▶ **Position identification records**
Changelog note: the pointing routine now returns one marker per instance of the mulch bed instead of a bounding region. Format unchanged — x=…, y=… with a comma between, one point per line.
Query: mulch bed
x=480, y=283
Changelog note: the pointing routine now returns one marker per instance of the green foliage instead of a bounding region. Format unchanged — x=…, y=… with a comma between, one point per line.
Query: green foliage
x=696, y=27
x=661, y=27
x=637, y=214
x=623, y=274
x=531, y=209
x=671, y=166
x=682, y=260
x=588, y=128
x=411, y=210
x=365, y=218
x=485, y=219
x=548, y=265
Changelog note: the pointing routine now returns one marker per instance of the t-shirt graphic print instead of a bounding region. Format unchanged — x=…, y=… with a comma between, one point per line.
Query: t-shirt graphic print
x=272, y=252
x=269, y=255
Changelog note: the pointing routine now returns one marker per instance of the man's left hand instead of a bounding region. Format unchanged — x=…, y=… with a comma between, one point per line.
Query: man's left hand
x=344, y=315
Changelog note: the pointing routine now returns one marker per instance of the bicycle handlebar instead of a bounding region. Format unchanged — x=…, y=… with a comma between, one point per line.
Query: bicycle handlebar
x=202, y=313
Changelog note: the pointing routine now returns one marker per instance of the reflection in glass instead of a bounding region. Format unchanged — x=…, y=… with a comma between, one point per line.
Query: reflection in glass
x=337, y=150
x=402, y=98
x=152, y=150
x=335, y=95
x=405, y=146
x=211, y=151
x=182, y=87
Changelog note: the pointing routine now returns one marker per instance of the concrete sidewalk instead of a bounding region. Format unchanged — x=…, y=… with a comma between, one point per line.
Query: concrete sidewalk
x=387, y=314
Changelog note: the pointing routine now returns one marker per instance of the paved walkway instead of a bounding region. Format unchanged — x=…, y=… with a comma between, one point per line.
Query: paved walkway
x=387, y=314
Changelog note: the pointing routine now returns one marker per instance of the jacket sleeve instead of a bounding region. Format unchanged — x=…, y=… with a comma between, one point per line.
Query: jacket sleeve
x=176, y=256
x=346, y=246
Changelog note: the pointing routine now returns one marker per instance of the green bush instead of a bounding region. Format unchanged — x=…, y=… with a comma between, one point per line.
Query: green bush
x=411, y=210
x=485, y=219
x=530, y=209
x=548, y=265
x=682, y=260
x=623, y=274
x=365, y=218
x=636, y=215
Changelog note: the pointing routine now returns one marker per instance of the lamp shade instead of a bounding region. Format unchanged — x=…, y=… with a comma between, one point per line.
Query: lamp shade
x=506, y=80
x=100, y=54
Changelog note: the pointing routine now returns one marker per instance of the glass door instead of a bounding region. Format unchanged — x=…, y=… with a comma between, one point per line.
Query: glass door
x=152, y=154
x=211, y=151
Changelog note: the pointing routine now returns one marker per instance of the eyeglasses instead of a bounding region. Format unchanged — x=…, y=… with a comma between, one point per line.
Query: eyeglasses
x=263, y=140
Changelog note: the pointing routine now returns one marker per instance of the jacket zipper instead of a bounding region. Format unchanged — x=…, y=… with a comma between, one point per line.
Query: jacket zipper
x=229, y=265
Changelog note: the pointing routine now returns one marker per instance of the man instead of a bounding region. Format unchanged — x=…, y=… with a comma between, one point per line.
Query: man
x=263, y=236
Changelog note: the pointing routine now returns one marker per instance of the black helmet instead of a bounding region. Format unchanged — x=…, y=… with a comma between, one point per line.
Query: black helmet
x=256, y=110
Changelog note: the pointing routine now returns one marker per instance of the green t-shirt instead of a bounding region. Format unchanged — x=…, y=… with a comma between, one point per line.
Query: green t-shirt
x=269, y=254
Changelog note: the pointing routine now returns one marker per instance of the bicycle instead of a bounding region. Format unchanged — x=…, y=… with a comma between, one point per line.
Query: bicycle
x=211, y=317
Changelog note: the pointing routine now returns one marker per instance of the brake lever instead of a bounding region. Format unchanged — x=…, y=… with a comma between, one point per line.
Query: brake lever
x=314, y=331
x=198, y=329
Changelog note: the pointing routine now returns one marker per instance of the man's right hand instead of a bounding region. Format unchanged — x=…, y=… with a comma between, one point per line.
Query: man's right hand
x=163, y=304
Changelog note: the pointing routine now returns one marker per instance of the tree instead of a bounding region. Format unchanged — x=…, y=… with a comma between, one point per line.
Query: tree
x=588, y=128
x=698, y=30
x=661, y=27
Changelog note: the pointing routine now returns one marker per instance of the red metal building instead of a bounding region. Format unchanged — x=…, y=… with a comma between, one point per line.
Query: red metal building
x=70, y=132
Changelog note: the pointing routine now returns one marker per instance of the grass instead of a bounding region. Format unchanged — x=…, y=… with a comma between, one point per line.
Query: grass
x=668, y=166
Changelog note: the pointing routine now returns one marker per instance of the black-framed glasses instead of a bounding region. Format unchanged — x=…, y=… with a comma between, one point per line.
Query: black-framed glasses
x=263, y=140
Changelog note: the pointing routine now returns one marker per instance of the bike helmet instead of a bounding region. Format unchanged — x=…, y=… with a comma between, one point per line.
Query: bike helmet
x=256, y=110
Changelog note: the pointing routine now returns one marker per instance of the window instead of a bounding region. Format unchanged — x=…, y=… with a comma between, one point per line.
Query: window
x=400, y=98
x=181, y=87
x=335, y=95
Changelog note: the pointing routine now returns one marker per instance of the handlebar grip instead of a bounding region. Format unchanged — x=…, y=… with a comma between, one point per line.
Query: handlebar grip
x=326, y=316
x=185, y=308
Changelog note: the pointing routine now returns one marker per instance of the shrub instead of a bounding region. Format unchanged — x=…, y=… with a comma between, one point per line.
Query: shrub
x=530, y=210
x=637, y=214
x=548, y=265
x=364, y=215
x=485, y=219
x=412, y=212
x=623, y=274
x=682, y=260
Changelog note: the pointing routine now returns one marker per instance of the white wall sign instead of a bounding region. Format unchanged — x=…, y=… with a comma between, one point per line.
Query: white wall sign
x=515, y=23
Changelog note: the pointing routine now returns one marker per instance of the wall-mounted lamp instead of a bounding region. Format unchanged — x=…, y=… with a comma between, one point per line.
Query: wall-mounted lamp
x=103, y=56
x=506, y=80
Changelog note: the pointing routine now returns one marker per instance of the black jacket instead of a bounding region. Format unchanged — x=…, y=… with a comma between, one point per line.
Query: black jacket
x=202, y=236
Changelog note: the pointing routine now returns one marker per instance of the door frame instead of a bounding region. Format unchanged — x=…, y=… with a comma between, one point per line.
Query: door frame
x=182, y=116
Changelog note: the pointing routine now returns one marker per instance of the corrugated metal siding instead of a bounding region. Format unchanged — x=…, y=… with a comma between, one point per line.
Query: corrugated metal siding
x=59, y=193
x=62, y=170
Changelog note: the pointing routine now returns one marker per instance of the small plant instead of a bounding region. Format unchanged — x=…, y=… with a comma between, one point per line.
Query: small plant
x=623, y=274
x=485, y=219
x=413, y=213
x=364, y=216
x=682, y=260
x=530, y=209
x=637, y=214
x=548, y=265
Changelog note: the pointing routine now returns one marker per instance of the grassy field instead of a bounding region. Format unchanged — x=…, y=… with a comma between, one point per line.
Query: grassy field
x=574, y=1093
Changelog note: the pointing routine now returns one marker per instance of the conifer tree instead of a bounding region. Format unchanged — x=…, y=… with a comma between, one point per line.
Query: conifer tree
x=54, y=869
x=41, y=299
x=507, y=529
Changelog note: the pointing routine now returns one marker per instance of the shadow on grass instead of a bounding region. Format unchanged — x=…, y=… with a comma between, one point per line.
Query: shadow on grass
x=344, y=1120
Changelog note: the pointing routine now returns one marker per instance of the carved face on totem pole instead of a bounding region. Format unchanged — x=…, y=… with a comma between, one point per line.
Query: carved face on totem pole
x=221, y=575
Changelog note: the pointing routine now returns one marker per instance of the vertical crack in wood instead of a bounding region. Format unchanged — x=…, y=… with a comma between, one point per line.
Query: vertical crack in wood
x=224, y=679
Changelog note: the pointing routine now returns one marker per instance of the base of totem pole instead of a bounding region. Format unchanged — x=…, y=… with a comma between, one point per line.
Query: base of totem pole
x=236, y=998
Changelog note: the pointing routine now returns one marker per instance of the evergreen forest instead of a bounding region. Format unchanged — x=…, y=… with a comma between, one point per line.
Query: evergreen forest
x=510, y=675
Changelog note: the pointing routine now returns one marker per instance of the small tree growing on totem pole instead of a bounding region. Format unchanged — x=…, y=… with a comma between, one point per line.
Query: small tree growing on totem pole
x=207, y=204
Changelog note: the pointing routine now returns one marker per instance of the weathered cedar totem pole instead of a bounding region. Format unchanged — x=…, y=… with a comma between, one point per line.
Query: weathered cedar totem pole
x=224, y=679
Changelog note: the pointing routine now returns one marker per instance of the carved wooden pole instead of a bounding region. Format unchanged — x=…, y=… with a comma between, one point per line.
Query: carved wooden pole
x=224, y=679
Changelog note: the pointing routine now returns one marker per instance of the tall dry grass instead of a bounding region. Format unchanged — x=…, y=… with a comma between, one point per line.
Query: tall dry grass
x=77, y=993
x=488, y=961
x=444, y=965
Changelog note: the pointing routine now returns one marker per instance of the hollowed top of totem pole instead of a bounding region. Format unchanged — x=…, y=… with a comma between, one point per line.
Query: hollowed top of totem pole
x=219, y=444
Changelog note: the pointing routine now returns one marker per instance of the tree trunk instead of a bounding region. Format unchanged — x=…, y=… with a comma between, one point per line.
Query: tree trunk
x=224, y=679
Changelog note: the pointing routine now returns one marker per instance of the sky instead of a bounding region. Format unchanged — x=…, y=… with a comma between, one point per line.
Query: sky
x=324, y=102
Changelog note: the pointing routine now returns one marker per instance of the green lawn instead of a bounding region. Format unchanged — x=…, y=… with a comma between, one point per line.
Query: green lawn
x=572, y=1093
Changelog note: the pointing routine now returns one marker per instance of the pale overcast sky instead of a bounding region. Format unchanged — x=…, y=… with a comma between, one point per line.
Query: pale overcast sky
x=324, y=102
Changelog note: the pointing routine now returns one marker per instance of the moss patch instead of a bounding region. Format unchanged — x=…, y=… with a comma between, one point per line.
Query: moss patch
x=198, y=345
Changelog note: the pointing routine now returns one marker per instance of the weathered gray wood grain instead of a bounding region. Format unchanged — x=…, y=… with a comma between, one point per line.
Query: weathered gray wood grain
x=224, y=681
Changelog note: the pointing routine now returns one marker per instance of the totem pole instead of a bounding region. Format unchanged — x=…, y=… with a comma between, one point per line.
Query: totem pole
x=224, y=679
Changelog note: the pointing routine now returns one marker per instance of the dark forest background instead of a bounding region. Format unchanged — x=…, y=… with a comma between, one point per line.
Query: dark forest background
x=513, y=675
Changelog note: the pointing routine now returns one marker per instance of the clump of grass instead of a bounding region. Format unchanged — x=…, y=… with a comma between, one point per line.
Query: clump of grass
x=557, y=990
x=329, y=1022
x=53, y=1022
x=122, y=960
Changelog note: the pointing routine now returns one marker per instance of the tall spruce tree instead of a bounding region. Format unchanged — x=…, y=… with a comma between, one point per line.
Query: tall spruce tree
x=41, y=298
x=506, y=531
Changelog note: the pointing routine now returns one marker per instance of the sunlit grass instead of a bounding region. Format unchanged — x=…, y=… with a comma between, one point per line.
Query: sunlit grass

▶ **Problem description**
Could you reproduce the entries above, from the beginning through the line containing "x=344, y=315" inclusive, replacing "Query" with "Target" and keeping everything else unchanged?

▶ **Written response**
Changelog note: the pointing routine now returns one marker per instance of the mulch bed instead of a bounding region. Format unchanged — x=…, y=… with a comma between, one point per line.
Target: mulch bed
x=480, y=283
Changelog note: the pointing routine now returns one marker per instance of the green foliage instead of a bounding region. Format unchanged — x=…, y=… with a comma between, one point per line.
Target: green foliage
x=696, y=27
x=661, y=27
x=637, y=214
x=623, y=274
x=531, y=209
x=671, y=166
x=682, y=260
x=588, y=128
x=411, y=210
x=365, y=218
x=485, y=219
x=548, y=265
Changelog note: the pointing routine now returns one marker per instance of the t-shirt graphic print instead of a bounding region. Format unchanged — x=…, y=… with a comma between, one point per line.
Target: t-shirt graphic print
x=272, y=252
x=269, y=255
Changelog note: the pointing routine now returns one marker per instance of the man's left hand instead of a bounding region. Format unchanged — x=…, y=… with a comma between, one point per line.
Target: man's left hand
x=344, y=315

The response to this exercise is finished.